• YOUR GOAL: Please count the lines in the records below that contain the string "Target" and reply with only that number.

• INPUT ROWS:
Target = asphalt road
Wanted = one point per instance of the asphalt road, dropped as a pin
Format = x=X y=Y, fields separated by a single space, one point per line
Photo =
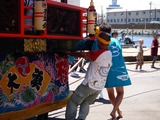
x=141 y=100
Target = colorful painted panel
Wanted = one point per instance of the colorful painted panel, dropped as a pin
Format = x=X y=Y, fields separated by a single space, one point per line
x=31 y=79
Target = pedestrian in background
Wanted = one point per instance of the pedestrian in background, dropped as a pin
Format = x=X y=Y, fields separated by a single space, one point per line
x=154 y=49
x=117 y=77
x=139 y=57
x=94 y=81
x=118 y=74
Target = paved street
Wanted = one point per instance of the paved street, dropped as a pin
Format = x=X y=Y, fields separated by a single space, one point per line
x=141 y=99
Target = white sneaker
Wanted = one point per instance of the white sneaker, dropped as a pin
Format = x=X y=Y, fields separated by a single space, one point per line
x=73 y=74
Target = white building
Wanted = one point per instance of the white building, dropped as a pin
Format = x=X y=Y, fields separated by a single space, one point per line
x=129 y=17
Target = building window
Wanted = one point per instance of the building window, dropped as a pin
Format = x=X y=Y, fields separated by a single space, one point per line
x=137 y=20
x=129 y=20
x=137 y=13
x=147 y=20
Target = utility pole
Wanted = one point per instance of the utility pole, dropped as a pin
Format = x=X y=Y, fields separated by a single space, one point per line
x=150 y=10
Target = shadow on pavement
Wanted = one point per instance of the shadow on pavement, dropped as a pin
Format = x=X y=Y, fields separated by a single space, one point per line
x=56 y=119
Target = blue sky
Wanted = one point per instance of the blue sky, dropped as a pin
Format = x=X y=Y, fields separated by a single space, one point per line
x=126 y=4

...

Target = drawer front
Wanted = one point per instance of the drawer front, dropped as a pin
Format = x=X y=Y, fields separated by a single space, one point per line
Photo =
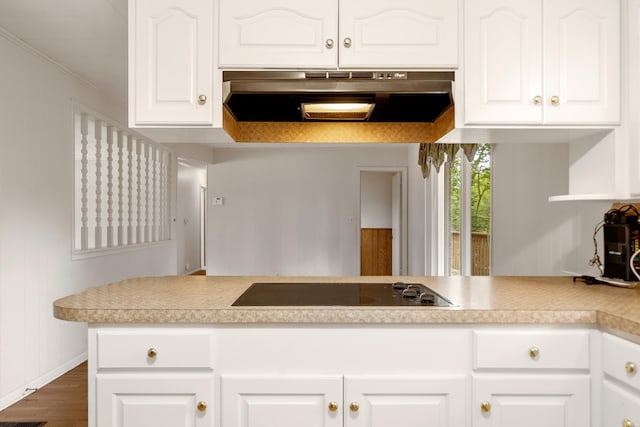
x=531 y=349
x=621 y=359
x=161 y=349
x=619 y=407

• REPLY: 11